#### Data records
—————

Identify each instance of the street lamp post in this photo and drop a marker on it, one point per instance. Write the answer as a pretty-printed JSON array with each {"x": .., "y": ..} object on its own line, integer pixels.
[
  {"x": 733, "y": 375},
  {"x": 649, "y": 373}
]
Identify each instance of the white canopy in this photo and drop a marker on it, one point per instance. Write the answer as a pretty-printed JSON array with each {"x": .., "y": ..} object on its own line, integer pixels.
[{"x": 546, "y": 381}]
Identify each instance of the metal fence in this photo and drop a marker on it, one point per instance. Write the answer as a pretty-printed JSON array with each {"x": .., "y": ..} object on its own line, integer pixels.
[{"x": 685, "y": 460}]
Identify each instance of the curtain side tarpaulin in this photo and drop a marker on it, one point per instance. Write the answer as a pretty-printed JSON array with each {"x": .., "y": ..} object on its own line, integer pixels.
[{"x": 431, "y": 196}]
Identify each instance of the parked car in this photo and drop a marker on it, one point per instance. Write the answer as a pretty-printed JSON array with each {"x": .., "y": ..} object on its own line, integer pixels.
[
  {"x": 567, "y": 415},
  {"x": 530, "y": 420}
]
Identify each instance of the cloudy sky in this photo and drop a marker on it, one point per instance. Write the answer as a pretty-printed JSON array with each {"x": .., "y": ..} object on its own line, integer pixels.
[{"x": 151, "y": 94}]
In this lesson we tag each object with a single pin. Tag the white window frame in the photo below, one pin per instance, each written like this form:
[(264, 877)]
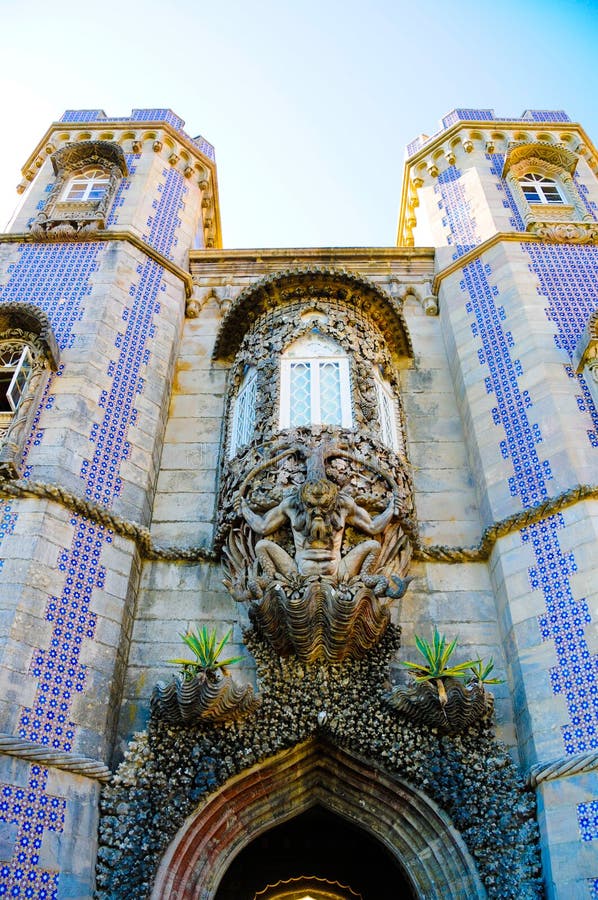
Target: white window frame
[(387, 413), (243, 424), (315, 360), (538, 183), (20, 378), (86, 182)]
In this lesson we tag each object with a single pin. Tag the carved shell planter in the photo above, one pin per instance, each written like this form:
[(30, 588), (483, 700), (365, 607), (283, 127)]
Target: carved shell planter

—————

#### About this task
Out of the data above, give again only the lines starting at the one holding "Identify each instance of the cloudy" and ending at the one holding "[(264, 877)]", unchanged.

#### Expected output
Identify each instance of the cloudy sky in this photo and drop a marker on it, one point per instance. Write the answer as a pretty-printed JSON array with each {"x": .., "y": ..} object on its own line, integer pixels.
[{"x": 151, "y": 94}]
In this lesson we tag each object with a single pin. Tag the white window frame in the photo below, one pin per instance, each written like this form:
[(264, 877)]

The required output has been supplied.